- **Provided entries**:

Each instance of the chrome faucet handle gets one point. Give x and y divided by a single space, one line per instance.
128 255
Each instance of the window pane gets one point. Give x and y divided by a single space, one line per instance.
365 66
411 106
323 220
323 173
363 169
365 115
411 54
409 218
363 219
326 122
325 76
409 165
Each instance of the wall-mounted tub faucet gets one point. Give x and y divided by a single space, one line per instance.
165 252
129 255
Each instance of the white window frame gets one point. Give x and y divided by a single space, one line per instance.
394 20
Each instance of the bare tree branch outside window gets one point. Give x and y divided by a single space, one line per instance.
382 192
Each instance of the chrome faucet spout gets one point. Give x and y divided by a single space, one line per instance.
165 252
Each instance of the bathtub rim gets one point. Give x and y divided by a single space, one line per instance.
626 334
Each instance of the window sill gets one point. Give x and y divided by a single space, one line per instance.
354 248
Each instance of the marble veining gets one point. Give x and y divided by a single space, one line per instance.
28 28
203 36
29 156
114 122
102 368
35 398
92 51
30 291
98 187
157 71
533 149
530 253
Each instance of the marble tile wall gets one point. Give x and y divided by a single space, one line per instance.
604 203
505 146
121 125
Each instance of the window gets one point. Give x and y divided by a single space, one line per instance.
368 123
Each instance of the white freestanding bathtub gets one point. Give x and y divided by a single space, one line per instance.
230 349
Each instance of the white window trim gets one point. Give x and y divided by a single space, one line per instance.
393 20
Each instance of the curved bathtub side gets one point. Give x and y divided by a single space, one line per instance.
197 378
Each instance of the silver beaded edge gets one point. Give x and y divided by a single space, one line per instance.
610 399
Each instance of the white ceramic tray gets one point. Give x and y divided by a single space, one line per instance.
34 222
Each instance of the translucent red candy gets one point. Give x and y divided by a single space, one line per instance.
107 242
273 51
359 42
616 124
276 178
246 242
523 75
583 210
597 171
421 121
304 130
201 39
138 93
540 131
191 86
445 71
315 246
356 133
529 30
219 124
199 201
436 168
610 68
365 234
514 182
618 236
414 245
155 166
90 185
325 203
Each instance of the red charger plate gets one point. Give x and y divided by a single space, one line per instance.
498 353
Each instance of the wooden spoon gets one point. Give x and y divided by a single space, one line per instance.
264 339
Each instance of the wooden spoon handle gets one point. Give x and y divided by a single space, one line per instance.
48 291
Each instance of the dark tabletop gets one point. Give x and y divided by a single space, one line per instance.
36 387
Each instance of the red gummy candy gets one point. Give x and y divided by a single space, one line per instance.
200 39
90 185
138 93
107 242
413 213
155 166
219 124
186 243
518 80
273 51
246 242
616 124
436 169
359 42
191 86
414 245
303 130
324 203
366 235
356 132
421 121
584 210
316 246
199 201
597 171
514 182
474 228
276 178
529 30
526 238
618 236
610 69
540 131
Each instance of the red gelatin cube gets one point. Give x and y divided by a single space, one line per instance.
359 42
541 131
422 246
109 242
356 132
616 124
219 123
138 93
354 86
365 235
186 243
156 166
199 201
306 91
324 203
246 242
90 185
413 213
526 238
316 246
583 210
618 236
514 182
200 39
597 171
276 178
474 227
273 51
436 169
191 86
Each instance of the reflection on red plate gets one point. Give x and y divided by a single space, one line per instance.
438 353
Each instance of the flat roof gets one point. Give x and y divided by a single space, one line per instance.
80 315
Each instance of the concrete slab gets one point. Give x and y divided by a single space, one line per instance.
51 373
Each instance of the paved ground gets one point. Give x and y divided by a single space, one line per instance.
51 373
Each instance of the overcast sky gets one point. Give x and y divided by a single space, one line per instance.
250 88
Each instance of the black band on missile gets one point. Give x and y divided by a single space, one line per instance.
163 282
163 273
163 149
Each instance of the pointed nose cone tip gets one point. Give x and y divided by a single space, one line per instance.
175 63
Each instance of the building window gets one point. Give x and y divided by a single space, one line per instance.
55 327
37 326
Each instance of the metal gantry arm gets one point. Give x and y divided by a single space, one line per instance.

- **Written exercise**: Output only the lines from the one holding "Each instance of the red gelatin" through the last line above, exactly as they appear.

- **Answer for this exercise**:
Each instance of the red gelatin cube gets one point. Give x and y divided by a single space, one line per instance.
359 42
541 131
422 246
109 242
356 132
616 124
219 123
138 93
354 86
365 235
186 243
156 166
199 201
306 91
324 203
246 242
90 185
413 213
526 238
316 246
583 210
618 236
514 182
200 39
597 171
276 178
474 227
273 51
436 169
191 86
Each instance of the reflection on red plate gets one point. Give x and y divided by a single space, one line per instance.
438 353
Each instance of the flat roof gets one point. Give x and y divided by a single space, one line per instance.
80 315
Each instance of the concrete slab gets one point. Give x and y divided by a single space, one line per instance.
51 373
Each instance of the paved ground gets one point. Give x and y divided by a single space, one line per instance.
51 373
Each instance of the overcast sky gets one point. Give x and y divided by a single space, one line per instance.
250 88
Each instance of the black band on missile gets one point. Give x and y divided by a single space, one line per instance.
163 282
163 273
163 149
Each instance of the pointed nose cone tip gets one point. Give x and y divided by a single space, one line per instance.
175 63
Each instance of the building window gets one point. Give x and y divided by a single space, one line per instance.
55 327
37 326
Each instance of the metal gantry arm gets one point. Give x and y divided by a single space, one line per instance.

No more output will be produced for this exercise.